→ **練習課題**:
**a)** Midoriに関する記事のうち、「さらに、セキュリティ面の特徴」で始まり「できることにも言及している。」で終わる部分を、「セキュリティ面」を「安全面」に書き換えて示しなさい。
**b)** Midoriに関する記事の続きを、最後の文の後から書き進めなさい。

→ **提示文**:
------------------------------------

謎のプロジェクト「Midori」-ポストWindows OSの実際は?



 “ポストWindows”あるいは“Windowsの終わり”といった見出しが、このところのIT関連メディアで踊っている。Microsoftが開発しているコードネーム「Midori」という技術に関するものだ。Midoriは、同社が極秘に進めてきた“ネットワーク指向OS”で、従来のWindowsのアーキテクチャを完全に刷新して、新時代の画期的OSになるというのである。


 「Midori騒動」のきっかけは、7月29日付のSD TimesのDavid Worthington氏の記事だ。Worthington氏はMicrosoftの内部文書を入手して分析。「MicrosoftのポストWindows計画が明らかになった」というタイトルで報じた。

 それによると、同社はMidoriと呼ばれる「コンポーネント型の非Windows OS」をフルスクラッチで開発中で、現在、開発の初期(インキュベート)段階にあるという。MidoriはレガシーフリーOSで、ツールやライブラリは完全な管理コード。x86、x64、ARMのハードウェア上でネイティブに動作し、Windows「Hyper-V」ハイパーバイザーでホストでき、またWindowsプロセスでホストすることも可能という。

 研究・開発部門のMicrosoft Researchが開発に取り組んでおり、同部門が今年3月、研究者向けに公開したプロトタイプOS「Singularity」の派生物だとしている。

 Worthington氏は、記事のなかで、Midoriの特徴をかなり詳細に説明している。たとえば、「Midoriは分散アプリケーションとローカルアプリケーションの、両方の並行処理に焦点を当てたものとなる」「Midoriのプログラミングモデルは、とりわけSOAに便利であり、サービスへのアプリケーションの分解を斟酌すれば、ティアにまたがって分割することが可能になる」などとしている。

 また、31日付の続報では「Windowsがレガシードライバをサービスとしてラップすることが可能となり、サービスとMidoriを完全に分離しながら、デバイスを超えたクロスOSコミュニケーションを利用する」「Midoriの設計の目標の一つはデバイスドライバをOSから分離することである」など構造面にもスポットを当てた。

 さらに、セキュリティ面の特徴を取り上げた8月5日の記事では、「Midoriはその安全性の仕様によって、バッファオーバーランの危険性を排除できるだろう。スタックやヒープ(動的に確保するメモリ領域)破壊を回避するために、より頻繁にヒープの消去を行う」など、Windowsを悩ませ続けているバッファオーバーフロー攻撃に対応できることにも言及している。

------------------------------------

保存済みの項目
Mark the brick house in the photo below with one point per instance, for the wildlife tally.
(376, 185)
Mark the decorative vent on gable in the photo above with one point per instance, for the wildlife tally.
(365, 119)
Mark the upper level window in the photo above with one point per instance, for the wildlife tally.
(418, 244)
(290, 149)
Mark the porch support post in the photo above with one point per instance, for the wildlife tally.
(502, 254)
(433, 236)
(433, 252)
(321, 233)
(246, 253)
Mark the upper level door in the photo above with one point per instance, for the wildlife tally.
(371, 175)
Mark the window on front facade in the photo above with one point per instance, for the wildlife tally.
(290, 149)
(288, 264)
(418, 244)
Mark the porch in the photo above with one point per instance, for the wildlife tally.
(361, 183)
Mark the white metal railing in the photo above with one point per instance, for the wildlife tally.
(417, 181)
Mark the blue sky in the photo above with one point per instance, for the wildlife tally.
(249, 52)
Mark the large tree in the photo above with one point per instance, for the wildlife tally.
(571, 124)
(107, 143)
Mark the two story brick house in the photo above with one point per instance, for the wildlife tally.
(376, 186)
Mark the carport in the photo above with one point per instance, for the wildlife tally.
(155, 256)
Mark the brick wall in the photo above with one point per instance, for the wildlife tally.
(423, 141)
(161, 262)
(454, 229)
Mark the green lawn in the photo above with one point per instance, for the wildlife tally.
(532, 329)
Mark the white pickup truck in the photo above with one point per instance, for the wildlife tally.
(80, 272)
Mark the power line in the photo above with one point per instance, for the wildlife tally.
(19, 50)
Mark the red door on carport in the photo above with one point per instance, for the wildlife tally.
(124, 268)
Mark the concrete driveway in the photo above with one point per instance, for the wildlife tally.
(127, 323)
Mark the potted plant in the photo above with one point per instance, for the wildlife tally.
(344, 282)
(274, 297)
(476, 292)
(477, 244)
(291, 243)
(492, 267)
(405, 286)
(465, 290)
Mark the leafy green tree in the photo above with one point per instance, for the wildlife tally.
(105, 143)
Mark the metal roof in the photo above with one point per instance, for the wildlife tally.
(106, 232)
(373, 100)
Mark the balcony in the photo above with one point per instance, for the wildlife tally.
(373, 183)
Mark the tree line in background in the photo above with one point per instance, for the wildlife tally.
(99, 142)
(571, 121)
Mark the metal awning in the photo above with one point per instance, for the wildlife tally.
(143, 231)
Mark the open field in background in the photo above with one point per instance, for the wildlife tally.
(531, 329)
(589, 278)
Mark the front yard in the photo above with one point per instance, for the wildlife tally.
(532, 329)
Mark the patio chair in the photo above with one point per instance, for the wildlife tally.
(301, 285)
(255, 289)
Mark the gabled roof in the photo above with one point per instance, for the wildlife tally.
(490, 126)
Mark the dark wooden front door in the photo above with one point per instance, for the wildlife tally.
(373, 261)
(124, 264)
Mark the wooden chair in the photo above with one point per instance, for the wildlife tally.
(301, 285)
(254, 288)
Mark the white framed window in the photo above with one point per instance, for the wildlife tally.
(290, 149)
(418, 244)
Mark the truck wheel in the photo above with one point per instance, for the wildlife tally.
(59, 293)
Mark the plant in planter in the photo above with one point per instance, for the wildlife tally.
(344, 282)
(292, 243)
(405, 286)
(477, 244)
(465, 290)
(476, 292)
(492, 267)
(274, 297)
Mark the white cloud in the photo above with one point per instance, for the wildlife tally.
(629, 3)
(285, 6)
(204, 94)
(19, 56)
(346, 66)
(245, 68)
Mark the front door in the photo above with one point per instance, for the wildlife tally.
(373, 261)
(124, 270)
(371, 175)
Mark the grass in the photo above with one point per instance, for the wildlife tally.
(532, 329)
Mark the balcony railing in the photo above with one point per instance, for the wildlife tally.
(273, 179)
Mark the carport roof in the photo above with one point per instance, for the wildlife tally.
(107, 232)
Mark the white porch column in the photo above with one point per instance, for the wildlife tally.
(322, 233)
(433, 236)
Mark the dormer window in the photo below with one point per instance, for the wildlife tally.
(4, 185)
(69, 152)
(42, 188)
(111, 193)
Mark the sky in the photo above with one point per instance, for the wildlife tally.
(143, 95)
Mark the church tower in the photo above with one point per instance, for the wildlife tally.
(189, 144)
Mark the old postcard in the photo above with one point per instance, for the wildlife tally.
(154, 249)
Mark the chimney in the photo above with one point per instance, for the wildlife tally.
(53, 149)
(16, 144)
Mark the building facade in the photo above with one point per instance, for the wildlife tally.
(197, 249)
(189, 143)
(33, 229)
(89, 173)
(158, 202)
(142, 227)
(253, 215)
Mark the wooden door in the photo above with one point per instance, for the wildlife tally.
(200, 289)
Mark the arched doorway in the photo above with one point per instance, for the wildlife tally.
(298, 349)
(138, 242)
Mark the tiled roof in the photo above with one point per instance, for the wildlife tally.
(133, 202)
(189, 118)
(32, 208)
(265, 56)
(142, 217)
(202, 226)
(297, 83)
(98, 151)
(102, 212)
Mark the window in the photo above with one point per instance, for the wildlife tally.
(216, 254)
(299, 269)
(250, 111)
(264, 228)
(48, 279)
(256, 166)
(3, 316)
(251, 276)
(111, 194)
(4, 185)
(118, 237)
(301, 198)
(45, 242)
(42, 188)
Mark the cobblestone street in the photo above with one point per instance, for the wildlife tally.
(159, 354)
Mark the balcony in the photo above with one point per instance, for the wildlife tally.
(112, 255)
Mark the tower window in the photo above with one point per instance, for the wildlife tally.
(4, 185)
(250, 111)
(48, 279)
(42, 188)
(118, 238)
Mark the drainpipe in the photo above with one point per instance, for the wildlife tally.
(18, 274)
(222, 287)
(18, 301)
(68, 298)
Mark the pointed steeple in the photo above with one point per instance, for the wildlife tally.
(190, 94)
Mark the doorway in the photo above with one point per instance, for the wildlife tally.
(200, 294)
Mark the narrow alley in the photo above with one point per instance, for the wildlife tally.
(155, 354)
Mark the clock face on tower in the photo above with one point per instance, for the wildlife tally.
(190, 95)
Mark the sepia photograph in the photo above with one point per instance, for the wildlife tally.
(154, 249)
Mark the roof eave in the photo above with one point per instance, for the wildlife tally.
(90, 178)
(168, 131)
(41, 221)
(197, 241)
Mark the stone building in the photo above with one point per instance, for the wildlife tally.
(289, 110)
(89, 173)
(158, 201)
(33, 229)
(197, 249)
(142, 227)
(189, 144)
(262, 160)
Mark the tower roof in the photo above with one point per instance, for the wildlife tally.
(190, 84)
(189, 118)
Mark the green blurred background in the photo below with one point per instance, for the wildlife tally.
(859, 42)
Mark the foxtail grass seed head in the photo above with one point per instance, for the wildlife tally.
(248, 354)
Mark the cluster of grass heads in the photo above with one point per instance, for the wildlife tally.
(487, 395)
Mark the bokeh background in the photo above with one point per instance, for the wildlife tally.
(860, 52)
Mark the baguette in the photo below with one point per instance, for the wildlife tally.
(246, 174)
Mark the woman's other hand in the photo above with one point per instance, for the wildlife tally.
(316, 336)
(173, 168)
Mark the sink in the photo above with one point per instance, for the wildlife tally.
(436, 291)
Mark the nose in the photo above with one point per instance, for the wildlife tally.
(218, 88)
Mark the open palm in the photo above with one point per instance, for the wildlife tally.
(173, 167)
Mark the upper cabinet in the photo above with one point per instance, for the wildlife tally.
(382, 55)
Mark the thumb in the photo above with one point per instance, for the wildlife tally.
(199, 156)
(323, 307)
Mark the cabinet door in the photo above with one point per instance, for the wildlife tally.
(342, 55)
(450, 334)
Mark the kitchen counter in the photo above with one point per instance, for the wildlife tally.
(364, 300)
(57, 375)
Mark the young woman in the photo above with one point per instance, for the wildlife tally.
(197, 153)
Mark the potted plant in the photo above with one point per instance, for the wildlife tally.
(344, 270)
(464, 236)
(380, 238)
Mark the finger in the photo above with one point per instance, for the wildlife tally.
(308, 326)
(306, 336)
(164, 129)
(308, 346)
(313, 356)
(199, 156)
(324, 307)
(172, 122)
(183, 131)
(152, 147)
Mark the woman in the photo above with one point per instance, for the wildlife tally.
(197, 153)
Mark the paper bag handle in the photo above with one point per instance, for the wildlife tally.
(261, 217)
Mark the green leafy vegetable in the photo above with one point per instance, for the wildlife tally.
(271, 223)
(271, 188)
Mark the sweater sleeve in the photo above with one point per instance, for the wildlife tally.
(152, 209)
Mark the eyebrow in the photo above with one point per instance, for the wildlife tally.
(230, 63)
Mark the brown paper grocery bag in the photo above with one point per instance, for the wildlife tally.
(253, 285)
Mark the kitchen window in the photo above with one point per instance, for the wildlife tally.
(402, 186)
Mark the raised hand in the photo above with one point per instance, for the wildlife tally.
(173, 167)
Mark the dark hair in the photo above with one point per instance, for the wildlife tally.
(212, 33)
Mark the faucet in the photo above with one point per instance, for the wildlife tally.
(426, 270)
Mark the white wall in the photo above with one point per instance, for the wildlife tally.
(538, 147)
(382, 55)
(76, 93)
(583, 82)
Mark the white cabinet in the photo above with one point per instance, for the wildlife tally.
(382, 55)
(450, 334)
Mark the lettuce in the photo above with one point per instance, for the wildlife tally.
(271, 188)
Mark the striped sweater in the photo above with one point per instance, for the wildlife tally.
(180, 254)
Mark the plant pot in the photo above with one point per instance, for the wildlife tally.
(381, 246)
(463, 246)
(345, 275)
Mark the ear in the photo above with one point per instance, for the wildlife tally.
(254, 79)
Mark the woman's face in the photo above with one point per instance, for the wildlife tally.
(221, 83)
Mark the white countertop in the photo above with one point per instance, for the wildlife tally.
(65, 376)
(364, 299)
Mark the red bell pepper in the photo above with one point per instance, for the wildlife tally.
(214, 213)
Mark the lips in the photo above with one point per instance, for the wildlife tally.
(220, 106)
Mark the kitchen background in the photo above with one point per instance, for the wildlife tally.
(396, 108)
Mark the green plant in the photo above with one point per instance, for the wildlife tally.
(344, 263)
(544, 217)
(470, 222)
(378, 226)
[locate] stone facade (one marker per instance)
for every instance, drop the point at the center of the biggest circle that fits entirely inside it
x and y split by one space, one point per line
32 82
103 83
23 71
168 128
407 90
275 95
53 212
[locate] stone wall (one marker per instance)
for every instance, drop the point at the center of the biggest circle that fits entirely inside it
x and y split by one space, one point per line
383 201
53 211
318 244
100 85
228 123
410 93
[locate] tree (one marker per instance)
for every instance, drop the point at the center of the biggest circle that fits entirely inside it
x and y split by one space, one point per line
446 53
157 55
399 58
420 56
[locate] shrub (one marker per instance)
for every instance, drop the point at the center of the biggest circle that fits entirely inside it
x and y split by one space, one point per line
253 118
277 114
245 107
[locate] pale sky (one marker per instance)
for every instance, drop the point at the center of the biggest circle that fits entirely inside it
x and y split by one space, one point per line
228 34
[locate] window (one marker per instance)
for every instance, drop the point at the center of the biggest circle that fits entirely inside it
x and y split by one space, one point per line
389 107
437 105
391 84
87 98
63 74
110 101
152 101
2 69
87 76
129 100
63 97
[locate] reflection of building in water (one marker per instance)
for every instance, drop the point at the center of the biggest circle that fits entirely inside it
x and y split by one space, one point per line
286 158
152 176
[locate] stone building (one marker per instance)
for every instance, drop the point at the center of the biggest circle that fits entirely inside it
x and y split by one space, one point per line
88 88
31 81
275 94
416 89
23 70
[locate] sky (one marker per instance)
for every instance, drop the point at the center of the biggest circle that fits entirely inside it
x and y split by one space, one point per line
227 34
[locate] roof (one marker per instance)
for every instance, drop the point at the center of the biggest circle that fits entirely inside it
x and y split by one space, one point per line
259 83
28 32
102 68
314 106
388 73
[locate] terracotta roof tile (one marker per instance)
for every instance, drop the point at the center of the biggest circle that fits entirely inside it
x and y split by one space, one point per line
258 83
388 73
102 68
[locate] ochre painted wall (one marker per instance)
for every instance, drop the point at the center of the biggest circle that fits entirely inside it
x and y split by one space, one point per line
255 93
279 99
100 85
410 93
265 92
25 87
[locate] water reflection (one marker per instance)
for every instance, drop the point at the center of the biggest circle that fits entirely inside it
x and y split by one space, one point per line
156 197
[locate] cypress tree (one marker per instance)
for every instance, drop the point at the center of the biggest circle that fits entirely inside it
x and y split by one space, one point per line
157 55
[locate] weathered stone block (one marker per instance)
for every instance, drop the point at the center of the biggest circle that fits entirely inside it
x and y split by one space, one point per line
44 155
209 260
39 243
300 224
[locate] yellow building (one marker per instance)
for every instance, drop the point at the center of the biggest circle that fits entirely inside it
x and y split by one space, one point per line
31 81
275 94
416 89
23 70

------------------------------------

→ **解答例**:
**a)**
さらに、安全面の特徴を取り上げた8月5日の記事では、「Midoriはその安全性の仕様によって、バッファオーバーランの危険性を排除できるだろう。スタックやヒープ(動的に確保するメモリ領域)破壊を回避するために、より頻繁にヒープの消去を行う」など、Windowsを悩ませ続けているバッファオーバーフロー攻撃に対応できることにも言及している。

**b)**
 これらの特徴は、Midoriが、現在のWindowsの弱点を克服し、クラウドコンピューティングと仮想化環境に適合する画期的な新OSであるということを示している。当然、メディアは大騒ぎとなった。


 Midoriの名が最初に注目されたのは、6月30日付のZDnetのブログ「All About Microsoft」だろう。MicrosoftウォッチャーであるMary-Jo Foley氏は、Windows XPの販売終了を機に、Microsoftが極秘で進めている謎のプロジェクトMidoriに触れ、「WindowsコアをスリムダウンしたMinWin」と紹介した。

 同氏によると、Midoriは、非WindowsベースのOSの模索から生まれた成果で、“Windowsの座を奪うもの”だという。SD Timesの記事を受けたブログでは、単にMicrosoft Researchの担当ではなく、技術戦略担当シニアバイスプレジデントの1人で、開発のキーパーソンであるEric Rudderが指揮していることに着目。「いずれ商用化することは時間の問題」として、極めて重要な“ポストWindowsプロジェクト”であることを確信している。


 Microsoftが従来と異なるOS開発に取り組んでいる――というのは誰もが疑わないことだろう。Googleをはじめとするオンラインサービスベースの競争相手の台頭があり、クラウドコンピューティングへの対応も迫られている。このままでは、屋台骨のWindowsビジネスが再構築を余儀なくされるだろうというのは多くの一致する見方だ。

 また、2006年末には、Gartnerが「ITの10の予測」のなかで、次世代のOS環境が、よりモジュール構造を持ったものとなると予想した。従来のWindowsのようなモノリシックな構造のソフトウェアの時代が終わりつつあるというのである。Midoriはこの文脈にも沿っている。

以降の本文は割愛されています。